RECORD EXCERPTS:
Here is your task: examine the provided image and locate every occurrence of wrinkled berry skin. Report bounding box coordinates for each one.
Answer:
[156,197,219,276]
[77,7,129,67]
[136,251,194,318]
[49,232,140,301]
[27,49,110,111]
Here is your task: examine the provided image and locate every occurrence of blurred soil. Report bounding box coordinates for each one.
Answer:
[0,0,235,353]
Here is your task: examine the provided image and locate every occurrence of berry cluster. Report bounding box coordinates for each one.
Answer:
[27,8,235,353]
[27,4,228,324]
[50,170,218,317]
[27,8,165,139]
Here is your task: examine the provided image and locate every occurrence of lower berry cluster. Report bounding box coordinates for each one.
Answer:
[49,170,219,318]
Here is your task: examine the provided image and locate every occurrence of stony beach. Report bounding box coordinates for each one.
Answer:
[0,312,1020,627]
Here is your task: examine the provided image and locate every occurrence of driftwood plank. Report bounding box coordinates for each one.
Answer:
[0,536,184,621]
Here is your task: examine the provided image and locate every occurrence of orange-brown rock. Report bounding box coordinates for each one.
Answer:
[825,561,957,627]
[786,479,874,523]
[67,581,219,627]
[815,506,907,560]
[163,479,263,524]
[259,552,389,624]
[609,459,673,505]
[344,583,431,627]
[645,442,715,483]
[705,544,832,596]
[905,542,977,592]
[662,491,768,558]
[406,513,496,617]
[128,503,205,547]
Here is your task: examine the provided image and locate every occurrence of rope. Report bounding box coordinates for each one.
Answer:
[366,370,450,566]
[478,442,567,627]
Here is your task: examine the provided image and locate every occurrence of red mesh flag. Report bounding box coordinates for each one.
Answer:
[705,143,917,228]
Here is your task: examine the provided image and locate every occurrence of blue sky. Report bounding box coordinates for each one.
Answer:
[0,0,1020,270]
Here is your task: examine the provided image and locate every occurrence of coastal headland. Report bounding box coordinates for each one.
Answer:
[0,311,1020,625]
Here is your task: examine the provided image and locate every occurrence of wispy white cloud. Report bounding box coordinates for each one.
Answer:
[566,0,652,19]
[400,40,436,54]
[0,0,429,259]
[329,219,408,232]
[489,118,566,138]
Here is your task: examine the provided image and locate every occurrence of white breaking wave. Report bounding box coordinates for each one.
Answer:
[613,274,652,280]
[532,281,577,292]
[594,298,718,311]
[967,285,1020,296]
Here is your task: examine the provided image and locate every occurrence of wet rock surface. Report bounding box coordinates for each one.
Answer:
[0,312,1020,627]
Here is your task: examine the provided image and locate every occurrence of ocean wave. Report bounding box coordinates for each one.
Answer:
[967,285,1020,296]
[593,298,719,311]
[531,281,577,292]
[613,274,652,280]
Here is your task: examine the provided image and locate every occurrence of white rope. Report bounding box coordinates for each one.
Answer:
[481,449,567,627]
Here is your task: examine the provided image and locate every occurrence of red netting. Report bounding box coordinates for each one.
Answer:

SET TASK: Take the stretch from the line containing "of white rope." through the line containing "[481,449,567,627]" and rename "occurrence" to "instance". Return only those lines, with nothing else altered.

ANSWER TO THIS PROBLEM:
Here is your task: examine the provided image and locate every instance of white rope. Report bounding box coordinates for each one.
Answer:
[481,449,567,627]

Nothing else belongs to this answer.